Output each line exactly as it appears, skipping any embedded picture.

+ + + +

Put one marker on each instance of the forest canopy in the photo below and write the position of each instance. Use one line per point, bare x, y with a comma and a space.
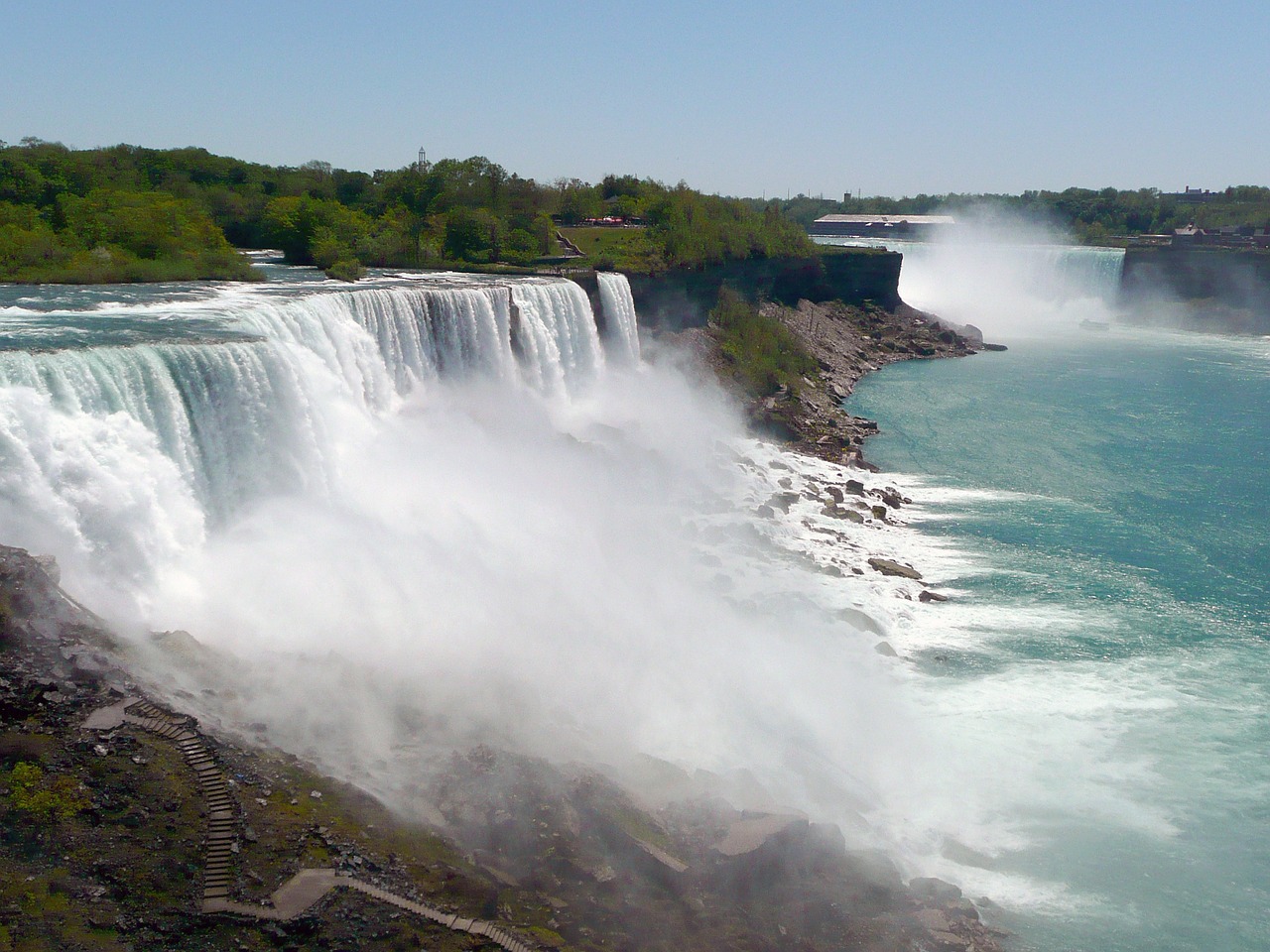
132, 213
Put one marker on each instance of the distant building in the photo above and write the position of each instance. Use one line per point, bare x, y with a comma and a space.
1196, 195
1224, 236
896, 226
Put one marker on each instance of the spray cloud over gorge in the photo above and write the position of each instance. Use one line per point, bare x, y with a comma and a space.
429, 515
441, 513
1008, 276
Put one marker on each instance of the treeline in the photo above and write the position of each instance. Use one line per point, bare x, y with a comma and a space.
130, 213
1088, 214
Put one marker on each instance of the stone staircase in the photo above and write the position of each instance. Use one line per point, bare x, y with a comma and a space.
303, 890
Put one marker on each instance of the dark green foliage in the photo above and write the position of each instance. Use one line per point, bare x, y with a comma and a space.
131, 213
345, 270
762, 352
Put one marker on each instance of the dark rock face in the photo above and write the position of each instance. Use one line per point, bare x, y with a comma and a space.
1198, 289
677, 299
846, 341
889, 566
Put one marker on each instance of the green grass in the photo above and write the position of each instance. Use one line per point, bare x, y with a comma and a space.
624, 249
762, 353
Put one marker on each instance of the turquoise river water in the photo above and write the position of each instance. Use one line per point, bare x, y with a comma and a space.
1097, 503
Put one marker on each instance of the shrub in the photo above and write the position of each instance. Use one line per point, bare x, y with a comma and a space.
763, 353
42, 797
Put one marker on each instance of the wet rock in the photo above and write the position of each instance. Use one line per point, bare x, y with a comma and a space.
934, 889
889, 566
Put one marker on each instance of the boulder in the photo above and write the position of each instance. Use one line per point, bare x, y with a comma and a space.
889, 566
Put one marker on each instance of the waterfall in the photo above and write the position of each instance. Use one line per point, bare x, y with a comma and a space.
255, 411
621, 330
1008, 289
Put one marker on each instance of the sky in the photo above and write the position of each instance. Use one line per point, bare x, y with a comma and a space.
880, 96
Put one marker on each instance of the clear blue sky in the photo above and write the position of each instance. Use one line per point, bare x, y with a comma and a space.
740, 98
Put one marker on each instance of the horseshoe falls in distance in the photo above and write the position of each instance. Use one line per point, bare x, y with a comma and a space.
1093, 502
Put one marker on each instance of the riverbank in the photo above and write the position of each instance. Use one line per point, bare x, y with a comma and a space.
847, 341
131, 825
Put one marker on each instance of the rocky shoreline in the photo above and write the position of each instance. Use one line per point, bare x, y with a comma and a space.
847, 343
107, 837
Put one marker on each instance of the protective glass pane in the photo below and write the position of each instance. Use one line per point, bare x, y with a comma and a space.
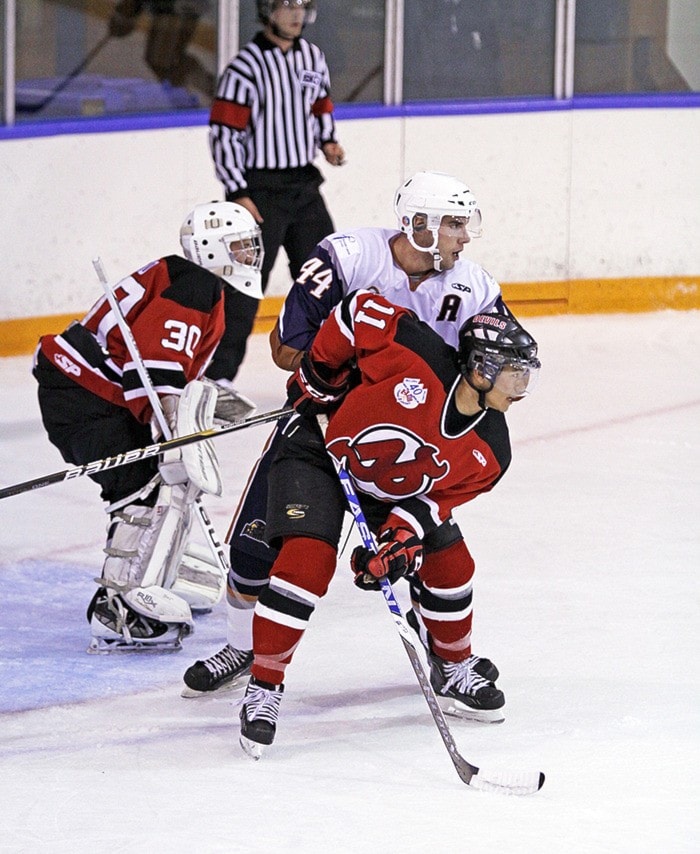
461, 49
637, 46
101, 57
352, 37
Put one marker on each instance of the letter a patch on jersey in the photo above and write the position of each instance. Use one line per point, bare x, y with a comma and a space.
389, 462
410, 393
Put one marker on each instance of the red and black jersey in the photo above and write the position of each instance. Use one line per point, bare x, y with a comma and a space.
398, 432
175, 311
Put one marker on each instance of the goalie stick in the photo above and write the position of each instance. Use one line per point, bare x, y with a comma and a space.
157, 407
504, 782
141, 453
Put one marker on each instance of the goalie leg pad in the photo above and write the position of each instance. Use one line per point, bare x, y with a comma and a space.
147, 619
200, 581
195, 413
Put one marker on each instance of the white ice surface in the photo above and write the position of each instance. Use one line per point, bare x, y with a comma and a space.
586, 597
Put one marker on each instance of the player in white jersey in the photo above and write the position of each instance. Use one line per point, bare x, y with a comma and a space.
419, 266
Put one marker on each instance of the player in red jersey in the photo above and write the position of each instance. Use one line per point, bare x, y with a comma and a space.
422, 432
94, 405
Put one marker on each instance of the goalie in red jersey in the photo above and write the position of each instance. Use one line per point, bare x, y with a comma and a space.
421, 429
95, 403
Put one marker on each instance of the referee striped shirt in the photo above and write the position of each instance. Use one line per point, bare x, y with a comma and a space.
272, 111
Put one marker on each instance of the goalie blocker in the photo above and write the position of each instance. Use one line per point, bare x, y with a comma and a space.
153, 577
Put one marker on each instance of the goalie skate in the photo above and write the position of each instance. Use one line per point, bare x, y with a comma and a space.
145, 619
218, 673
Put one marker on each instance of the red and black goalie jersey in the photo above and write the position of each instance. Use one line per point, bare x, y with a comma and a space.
398, 432
175, 311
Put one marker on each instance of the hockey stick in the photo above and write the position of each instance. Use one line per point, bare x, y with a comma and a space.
35, 108
157, 407
138, 454
505, 782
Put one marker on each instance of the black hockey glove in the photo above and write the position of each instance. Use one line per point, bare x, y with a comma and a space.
315, 387
399, 552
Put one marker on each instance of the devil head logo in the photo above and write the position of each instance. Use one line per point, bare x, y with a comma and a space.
389, 462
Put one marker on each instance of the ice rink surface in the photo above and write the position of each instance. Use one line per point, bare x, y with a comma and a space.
586, 597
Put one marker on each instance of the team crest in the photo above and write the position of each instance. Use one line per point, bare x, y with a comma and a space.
410, 393
67, 365
390, 462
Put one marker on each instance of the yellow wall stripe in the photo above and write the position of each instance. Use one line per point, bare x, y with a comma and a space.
526, 299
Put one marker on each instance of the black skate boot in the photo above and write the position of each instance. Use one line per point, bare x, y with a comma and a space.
259, 712
485, 668
219, 672
463, 692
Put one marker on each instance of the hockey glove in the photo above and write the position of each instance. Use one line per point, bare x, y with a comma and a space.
399, 552
315, 387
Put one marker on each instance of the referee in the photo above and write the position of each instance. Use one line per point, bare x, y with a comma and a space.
271, 114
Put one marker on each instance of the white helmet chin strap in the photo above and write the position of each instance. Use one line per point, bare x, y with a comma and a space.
432, 249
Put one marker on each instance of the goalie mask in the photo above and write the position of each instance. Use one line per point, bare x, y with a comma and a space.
223, 237
498, 348
430, 196
267, 7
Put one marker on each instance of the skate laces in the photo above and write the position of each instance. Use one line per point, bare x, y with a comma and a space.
261, 704
226, 660
462, 676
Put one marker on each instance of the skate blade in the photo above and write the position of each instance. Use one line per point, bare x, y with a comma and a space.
481, 716
239, 682
99, 646
251, 748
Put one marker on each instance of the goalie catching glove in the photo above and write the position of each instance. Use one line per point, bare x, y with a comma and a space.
315, 387
399, 552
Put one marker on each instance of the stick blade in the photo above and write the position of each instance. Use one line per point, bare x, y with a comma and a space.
507, 782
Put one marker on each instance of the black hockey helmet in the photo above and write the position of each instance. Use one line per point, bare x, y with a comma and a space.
267, 7
489, 342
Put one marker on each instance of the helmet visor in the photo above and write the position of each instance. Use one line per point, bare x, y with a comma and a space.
245, 248
517, 378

+ + + +

◆ **SOLVED PROBLEM**:
Put one marker on each instance of the forest canopy in the photo below and write the position of each instance. Use one line per point, bare x, y with a comma and a space.
132, 213
Put one marker on each instance of the distant building in the photo above and write the position of each instance. Use one line per point, bare x, y with a comma and a space.
1196, 195
1224, 236
896, 226
Put one marker on each instance of the spray cloud over gorge in the photo above and write the position of each instance. Use one line per point, bare x, y with a comma and a space.
429, 515
441, 513
1008, 276
Put one marker on each instance of the treeline in the photo above and write the position of each instance. Use one line per point, bare x, y with a comma and a space.
130, 213
1088, 214
Put one marker on each instance of the stone staircase in the photo above and write the position of each instance. Use one line per point, bare x, y with a comma and a space.
303, 890
Put one marker on each instance of the dark green foliage in the photo above and write the position of each instance. Use one line per point, bare x, y with a comma and a space.
131, 213
345, 270
762, 352
Put one marker on each instance of the dark rock face in the photo above and write the position of each instance. Use one line per point, bare x, y with a comma and a space.
1198, 289
677, 299
846, 341
889, 566
Put one marker on each instance of the green grass in the photo above and write the position of each instance. Use one line per point, bare x, y with a comma and a space.
624, 249
762, 353
Put one marker on each instance of the turquoise river water in the photo above and write the position of each instance. Use one line per point, bare x, y with a comma and a space.
1097, 503
Put one marker on each instance of the shrub in the photo above and write the position of each instance. Use one line per point, bare x, y with a comma and a space.
763, 353
42, 797
Put one marker on each instance of the wet rock in the photo above and write the position of each instance. Use one line per point, bare x, y with a comma and a space.
934, 889
889, 566
Put one marker on each instance of the boulder in the photo above and write the position of each instance. Use one line per point, bare x, y with a comma and a space.
889, 566
Put one marker on each instance of the waterfall in the photo above and write the position of each instance. Use one line per point, bare x, y with a comma and a space.
255, 411
621, 330
1008, 289
Put one marker on each instance of the sky in the photo above and write the position of each instance. Use one line per point, bare x, y with a comma and a space.
880, 96
Put one marker on each instance of the clear blue sky in the photo above and write the position of each instance. Use one line per point, bare x, y with a comma and a space.
740, 98
Put one marker on each instance of the horseshoe falls in distance in the photo above and write the position of each instance. Use one line per point, bare x, y with a comma and a space.
1093, 502
Put one marker on each instance of the riverbank in the photo above and write the position of each instance. Use one line per point, bare x, y with a comma and a space.
847, 341
131, 825
Put one marker on each instance of the rocky shoreline in the photo above and write the position of each instance. Use one line per point, bare x, y with a comma and a space.
847, 343
107, 837
Put one marker on each instance of the protective glass pane in the photo below and write the position of each instance. Use one line per point, bare x, y with a comma and a space.
461, 49
637, 46
101, 57
352, 37
Put one marker on each instance of the letter a patch on jersey in the photo above and write the position of each instance. Use one line per point, bare x, y with a comma and a space.
389, 462
410, 393
Put one marker on each instance of the red and black jersey in the photo above and write the position of each instance. Use one line per point, bare x, y with a comma and a space.
398, 432
175, 311
Put one marker on each instance of the goalie stick in the photo above and write the position of each instance. Use one line per point, bare x, y with a comma and a space.
157, 407
504, 782
141, 453
Put one marker on each instance of the goalie leg pad in the photo above and write the position of each instance. Use one line per point, bare x, y with a comma and a space.
147, 619
200, 581
195, 413
Put one marker on each instance of the white ice surface in the photo above and write the position of each instance. Use one line per point, bare x, y with a comma and a space.
586, 597
Put one marker on each instance of the player in white jersey in the photo above and write the position of each instance. Use one line per point, bare x, y with a comma and a space.
419, 266
Put one marker on each instance of the player in red jersey in the photo above and write the position of each instance. Use one line per point, bare x, y with a comma and a space.
422, 432
94, 405
Put one marker on each instance of the goalie in red jersey in the photo above and write the position of each instance. Use one line per point, bare x, y with a comma and a space.
421, 429
95, 403
Put one marker on each instance of the referee striped shirt in the photo above and write the position of each instance. Use one line per point, bare x, y with a comma and a space.
272, 111
Put one marker on each instance of the goalie blocker in the photo above and write the position of each instance. Use one line per point, bare x, y with a comma and a space.
153, 577
Put one marker on each instance of the goalie skate in the photo above and write the position of each instance. Use one line per point, bare x, y with a comma and a space.
145, 619
218, 673
Put one marker on each instance of the red and black goalie jersey in the photo above and write the position of each instance. Use one line per point, bare x, y with a comma and a space.
398, 432
175, 311
Put one marker on each instance of the hockey stick in the photo above and write the position of each instance. Use one line per point, bare x, y with a comma and a space.
35, 108
157, 407
138, 454
505, 782
Put one marker on each instance of the black hockey glove in the photo above and write the position of each instance. Use one line per point, bare x, y with a comma and a space.
315, 387
399, 552
Put one marker on each instance of the devil head logo in the photo above and write the position of each instance. Use one line per point, bare x, y with a comma and a space.
389, 462
Put one marker on each instance of the ice rink surface in the photo above and write the position of each instance. Use one line per point, bare x, y with a comma and a space.
586, 597
Put one marker on each instance of the team crest in the photo above and write the position of each instance. Use one line per point, bare x, y with a comma and a space.
410, 393
67, 365
390, 462
Put one marker on each instance of the yellow wall stripe in the photo above and write the position of each instance. Use one line per point, bare x, y with a comma and a space.
526, 299
Put one marker on each instance of the black skate boot in the photo above and write the position of each instance. Use one line per point, bare x, y with a comma and a space.
259, 712
485, 668
219, 672
463, 692
Put one marker on each instance of the hockey glove in the photo above and write the position of each instance. Use one line per point, bare x, y with a comma and a space.
399, 552
315, 387
Put one marker on each instance of the referee in the photo above and write the position of each instance. Use one line per point, bare x, y with a comma and a space.
271, 114
Put one marker on each instance of the white helmet chin strap in the photo above and write the position of each instance. Use one line per point, bare x, y with a comma and a space.
432, 249
Put one marker on each instance of the goalie mask in the photo above and write the position of each instance. Use one line per point, bare x, y with a comma and a space.
223, 237
498, 348
430, 196
267, 7
Put one marker on each instance of the skate laces in the photo above and write the position of each instance. Use one line per point, bare x, y with a comma and a space.
261, 704
226, 660
462, 676
Put one marker on each instance of the skate blade in the photo above and write the position of each instance. Use one line per point, bare x, y with a comma and a space.
481, 716
239, 682
99, 646
251, 748
Put one marker on each instance of the goalie catching glove in the photo above and write the position of each instance. Use one line per point, bare x, y with a comma and a space.
315, 387
399, 552
Put one marker on each instance of the stick blade in the photo above and write the position of each instance. Use one line per point, bare x, y with a comma and a space.
507, 782
Put one marker on each instance of the black hockey helmet in the photo above and write the position of each instance. Use one line per point, bare x, y with a comma and a space.
267, 7
489, 342
Put one marker on each instance of the helmet visor in the photo above and write the position of each instance. Use one line per point, bare x, y with a comma and a space.
245, 248
517, 378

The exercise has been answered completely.